-- Opening Marker --

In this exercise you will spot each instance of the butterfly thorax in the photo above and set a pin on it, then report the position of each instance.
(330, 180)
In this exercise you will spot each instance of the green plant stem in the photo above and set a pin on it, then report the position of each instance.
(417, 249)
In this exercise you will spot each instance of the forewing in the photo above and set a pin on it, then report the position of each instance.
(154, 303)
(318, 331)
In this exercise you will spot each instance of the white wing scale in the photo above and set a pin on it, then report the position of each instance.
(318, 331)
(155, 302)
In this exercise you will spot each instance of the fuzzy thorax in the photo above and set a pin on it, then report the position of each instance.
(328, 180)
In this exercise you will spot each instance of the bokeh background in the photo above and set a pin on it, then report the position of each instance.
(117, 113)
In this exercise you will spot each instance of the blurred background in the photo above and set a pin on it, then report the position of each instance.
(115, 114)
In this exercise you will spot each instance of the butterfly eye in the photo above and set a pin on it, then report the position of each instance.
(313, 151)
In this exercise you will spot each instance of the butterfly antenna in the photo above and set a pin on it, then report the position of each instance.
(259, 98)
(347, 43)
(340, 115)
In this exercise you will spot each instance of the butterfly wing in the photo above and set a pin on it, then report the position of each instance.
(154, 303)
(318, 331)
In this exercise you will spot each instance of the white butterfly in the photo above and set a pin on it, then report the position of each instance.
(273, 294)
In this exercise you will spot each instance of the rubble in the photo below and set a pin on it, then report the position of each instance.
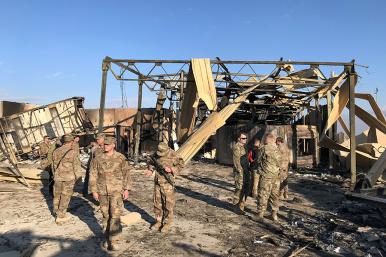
(205, 220)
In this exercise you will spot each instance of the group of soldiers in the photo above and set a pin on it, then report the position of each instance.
(108, 180)
(261, 172)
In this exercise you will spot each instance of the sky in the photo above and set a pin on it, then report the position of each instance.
(52, 50)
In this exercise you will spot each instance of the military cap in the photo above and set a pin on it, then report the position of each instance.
(100, 135)
(110, 140)
(67, 138)
(162, 149)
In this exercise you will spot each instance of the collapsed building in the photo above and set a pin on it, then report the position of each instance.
(203, 104)
(211, 101)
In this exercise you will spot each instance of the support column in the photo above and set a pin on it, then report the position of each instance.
(139, 122)
(330, 131)
(352, 80)
(318, 124)
(105, 68)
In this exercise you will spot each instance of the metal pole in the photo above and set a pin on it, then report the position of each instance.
(330, 131)
(105, 68)
(352, 81)
(139, 123)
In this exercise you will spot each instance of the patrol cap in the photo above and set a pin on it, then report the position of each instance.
(67, 138)
(100, 135)
(162, 149)
(110, 140)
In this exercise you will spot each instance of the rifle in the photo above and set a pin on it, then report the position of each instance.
(161, 170)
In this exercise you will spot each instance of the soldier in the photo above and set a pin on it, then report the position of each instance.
(96, 149)
(284, 162)
(66, 168)
(269, 183)
(254, 157)
(43, 148)
(75, 145)
(50, 153)
(170, 163)
(45, 163)
(109, 183)
(241, 172)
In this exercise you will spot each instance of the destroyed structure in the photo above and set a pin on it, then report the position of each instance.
(201, 106)
(214, 99)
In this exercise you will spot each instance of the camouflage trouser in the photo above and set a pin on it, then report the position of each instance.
(163, 199)
(269, 190)
(255, 182)
(284, 182)
(242, 186)
(62, 195)
(111, 208)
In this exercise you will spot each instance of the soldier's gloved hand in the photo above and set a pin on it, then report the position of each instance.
(95, 196)
(125, 194)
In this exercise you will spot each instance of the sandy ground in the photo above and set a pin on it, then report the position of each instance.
(317, 215)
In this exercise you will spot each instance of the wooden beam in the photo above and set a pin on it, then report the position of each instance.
(352, 82)
(105, 68)
(138, 124)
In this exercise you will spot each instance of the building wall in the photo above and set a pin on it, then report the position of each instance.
(8, 108)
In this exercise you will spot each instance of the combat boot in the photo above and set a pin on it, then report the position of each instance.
(260, 215)
(156, 226)
(61, 219)
(241, 207)
(166, 227)
(274, 216)
(114, 246)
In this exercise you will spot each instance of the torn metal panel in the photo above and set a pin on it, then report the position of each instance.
(206, 90)
(210, 126)
(26, 130)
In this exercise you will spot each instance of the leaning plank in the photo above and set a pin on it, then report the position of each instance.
(214, 121)
(377, 169)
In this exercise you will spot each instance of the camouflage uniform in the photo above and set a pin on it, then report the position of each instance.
(284, 162)
(66, 168)
(109, 177)
(163, 197)
(50, 153)
(242, 175)
(43, 152)
(269, 184)
(75, 146)
(255, 169)
(95, 151)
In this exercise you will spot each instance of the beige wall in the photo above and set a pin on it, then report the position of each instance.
(8, 108)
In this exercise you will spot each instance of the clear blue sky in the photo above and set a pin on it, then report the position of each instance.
(51, 50)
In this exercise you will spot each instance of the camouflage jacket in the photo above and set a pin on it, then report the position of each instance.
(173, 160)
(65, 164)
(284, 156)
(238, 152)
(109, 174)
(75, 146)
(270, 158)
(43, 149)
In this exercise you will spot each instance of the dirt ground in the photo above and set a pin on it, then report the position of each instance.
(317, 215)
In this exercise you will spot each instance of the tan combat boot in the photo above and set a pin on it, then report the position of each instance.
(274, 216)
(241, 207)
(61, 218)
(156, 226)
(166, 227)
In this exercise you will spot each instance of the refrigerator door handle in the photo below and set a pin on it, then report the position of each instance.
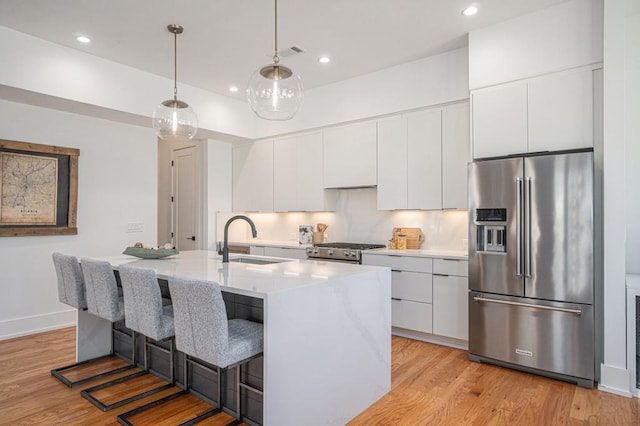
(528, 305)
(527, 230)
(519, 226)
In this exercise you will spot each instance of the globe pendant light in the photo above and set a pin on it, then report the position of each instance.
(274, 92)
(174, 118)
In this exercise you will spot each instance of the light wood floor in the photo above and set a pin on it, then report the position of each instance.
(431, 384)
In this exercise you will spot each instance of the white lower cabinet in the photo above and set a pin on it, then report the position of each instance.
(411, 315)
(428, 295)
(411, 290)
(450, 298)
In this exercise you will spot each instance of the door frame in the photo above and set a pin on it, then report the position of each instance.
(166, 191)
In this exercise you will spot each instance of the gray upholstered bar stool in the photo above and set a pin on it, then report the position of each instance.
(204, 332)
(104, 301)
(72, 292)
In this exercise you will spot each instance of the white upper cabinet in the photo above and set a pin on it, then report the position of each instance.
(549, 113)
(253, 177)
(285, 174)
(392, 163)
(456, 147)
(561, 111)
(500, 120)
(424, 161)
(298, 183)
(350, 156)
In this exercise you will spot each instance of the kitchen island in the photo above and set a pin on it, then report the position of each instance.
(327, 325)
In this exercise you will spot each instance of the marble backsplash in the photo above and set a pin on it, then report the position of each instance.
(357, 220)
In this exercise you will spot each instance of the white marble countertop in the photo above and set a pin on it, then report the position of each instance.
(270, 243)
(446, 254)
(244, 278)
(449, 254)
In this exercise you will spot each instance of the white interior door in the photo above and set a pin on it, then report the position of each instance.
(184, 198)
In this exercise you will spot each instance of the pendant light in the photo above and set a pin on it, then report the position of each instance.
(274, 92)
(174, 118)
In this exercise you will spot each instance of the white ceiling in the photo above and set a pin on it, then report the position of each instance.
(225, 41)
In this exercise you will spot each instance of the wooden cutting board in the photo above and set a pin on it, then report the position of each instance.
(415, 237)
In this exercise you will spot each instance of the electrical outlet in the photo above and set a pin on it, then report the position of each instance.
(134, 227)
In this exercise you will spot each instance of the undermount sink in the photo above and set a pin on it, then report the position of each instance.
(256, 261)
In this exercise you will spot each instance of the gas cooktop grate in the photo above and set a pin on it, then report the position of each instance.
(350, 246)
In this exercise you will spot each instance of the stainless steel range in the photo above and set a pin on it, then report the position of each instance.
(341, 252)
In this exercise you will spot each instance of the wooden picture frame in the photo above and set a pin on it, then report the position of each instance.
(38, 189)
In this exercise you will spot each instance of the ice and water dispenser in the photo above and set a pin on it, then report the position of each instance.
(491, 226)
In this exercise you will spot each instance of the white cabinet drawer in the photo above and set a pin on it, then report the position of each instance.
(450, 307)
(451, 267)
(412, 315)
(286, 252)
(414, 286)
(400, 263)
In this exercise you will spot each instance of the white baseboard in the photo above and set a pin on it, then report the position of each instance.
(430, 338)
(18, 327)
(615, 380)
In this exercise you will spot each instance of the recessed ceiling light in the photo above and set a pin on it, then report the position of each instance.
(470, 10)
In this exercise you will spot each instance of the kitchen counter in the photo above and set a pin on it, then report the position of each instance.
(444, 254)
(255, 280)
(327, 330)
(268, 243)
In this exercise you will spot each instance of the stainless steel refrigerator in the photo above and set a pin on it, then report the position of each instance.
(531, 264)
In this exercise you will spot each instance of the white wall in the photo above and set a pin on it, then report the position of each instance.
(46, 68)
(116, 184)
(219, 184)
(357, 220)
(632, 138)
(560, 37)
(614, 372)
(431, 81)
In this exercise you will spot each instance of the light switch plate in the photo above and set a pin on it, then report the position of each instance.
(134, 227)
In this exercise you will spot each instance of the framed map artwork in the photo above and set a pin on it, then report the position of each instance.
(38, 189)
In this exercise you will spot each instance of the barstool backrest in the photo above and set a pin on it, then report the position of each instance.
(71, 289)
(200, 320)
(143, 302)
(102, 290)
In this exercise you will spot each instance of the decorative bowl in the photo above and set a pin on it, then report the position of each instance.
(149, 253)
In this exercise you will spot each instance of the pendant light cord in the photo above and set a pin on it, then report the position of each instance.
(175, 66)
(276, 59)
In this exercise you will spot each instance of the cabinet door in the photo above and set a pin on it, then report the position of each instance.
(350, 156)
(455, 156)
(450, 310)
(412, 315)
(499, 120)
(311, 193)
(561, 111)
(285, 175)
(392, 163)
(411, 286)
(424, 160)
(253, 177)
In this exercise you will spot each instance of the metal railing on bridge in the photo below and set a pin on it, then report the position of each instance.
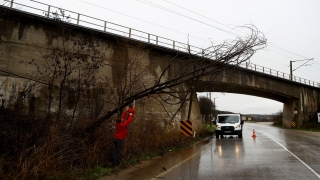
(85, 21)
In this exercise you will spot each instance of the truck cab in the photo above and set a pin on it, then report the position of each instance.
(229, 124)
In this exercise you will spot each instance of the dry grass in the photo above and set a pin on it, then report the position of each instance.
(35, 148)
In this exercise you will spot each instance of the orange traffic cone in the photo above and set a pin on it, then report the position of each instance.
(254, 134)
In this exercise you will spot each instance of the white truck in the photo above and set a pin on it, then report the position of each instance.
(229, 124)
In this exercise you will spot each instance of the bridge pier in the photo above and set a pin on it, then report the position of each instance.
(291, 113)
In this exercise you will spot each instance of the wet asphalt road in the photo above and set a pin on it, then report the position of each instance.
(274, 154)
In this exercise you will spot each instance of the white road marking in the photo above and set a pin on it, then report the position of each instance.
(306, 165)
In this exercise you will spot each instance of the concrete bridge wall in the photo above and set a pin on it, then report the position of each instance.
(28, 37)
(300, 102)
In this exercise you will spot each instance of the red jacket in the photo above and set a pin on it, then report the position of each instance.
(122, 127)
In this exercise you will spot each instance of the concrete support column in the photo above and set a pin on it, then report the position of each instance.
(291, 113)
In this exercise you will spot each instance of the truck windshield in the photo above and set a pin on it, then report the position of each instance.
(228, 119)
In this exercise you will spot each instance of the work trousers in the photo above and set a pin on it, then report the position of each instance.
(118, 145)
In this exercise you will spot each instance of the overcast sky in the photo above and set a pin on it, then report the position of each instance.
(292, 29)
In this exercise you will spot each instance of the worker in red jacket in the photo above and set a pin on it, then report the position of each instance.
(121, 132)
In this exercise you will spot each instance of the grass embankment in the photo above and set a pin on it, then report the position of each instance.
(34, 148)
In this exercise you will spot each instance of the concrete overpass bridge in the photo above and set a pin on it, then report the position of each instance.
(298, 95)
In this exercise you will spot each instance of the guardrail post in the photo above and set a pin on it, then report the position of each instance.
(78, 19)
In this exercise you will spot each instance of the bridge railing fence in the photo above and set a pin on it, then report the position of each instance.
(67, 16)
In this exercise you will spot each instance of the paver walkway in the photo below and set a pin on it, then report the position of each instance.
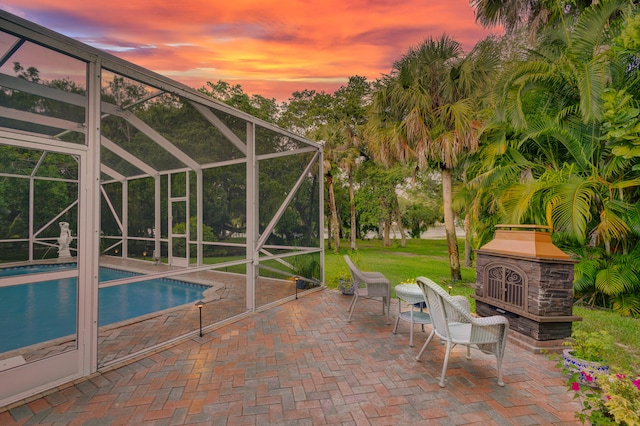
(300, 363)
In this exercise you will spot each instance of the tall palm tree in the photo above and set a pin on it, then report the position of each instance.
(425, 112)
(568, 164)
(515, 14)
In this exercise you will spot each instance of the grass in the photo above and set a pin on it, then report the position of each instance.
(430, 258)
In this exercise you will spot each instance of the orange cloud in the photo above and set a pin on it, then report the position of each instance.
(270, 48)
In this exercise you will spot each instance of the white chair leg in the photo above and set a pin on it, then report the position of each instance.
(499, 359)
(444, 365)
(395, 328)
(424, 347)
(388, 302)
(352, 306)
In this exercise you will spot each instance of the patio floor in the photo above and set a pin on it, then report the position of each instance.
(301, 363)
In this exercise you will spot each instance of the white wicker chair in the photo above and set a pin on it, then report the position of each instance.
(455, 325)
(375, 285)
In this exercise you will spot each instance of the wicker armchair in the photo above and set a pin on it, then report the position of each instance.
(375, 285)
(455, 325)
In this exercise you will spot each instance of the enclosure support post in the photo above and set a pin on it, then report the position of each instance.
(252, 209)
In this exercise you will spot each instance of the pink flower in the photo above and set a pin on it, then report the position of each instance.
(588, 377)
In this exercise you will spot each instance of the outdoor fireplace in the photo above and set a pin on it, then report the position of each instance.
(520, 274)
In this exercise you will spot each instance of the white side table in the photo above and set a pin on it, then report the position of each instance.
(410, 294)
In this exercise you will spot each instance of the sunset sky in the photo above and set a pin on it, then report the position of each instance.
(270, 48)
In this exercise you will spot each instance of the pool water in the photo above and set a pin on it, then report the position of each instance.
(34, 313)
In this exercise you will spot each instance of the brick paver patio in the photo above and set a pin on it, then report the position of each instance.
(301, 363)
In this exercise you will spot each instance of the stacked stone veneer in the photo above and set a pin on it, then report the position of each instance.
(520, 274)
(547, 310)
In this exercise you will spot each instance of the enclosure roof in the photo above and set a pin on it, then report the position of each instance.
(150, 124)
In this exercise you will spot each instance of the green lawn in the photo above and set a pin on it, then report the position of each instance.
(429, 258)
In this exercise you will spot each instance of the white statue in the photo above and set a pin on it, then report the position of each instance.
(64, 240)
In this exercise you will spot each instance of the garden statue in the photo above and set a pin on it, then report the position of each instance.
(64, 240)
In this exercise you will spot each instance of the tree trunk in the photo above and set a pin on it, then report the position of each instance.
(329, 230)
(352, 205)
(449, 225)
(468, 262)
(403, 238)
(335, 233)
(386, 242)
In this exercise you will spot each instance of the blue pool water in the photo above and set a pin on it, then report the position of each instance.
(33, 313)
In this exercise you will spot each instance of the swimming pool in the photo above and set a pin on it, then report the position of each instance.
(34, 313)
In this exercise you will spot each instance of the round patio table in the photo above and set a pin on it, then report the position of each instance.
(412, 295)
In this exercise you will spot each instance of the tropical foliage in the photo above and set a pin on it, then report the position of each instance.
(562, 148)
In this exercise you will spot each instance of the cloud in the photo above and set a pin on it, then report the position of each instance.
(271, 48)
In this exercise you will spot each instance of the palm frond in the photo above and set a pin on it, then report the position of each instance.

-- Closing Marker --

Using the material above, reproduce exactly the line that contains "the white statue" and all lines after it through the last one, and only those.

In this exercise you will spot each instance of the white statue in the photo above and set a pin on it, then report the position of each instance.
(64, 240)
In this exercise you will spot each instance of the garden statue in the photo above and set a pin on it, then report the position of each instance.
(64, 240)
In this exercise you will spot each instance of the tree trunk in the photo above and set a pin on it, then report the position of each instance.
(329, 230)
(352, 205)
(449, 225)
(468, 262)
(403, 238)
(335, 233)
(386, 242)
In this exercise you will spot each instance of the blue pool water in the photo above and set a pin on it, then report the position of each instance.
(33, 313)
In this exercise you will spot each instance of the swimming pool in the photo above and set a pin on it, then report the position of each instance.
(34, 313)
In this exercise you will spot each instance of the round patio table in the photo above and set a pin on it, then report the position of each instance.
(412, 295)
In this exercise you will spot each instance of the tropical foliage in the photo above and set a pin on it, then report the position of each instance.
(562, 148)
In this exercise you will spot each instance of the cloud in the photo above and set a pin on it, then report the position of each instance.
(271, 48)
In this exercise you will spot each instance of the palm frond in the photo above and set a pin on it, then report the position of each instance.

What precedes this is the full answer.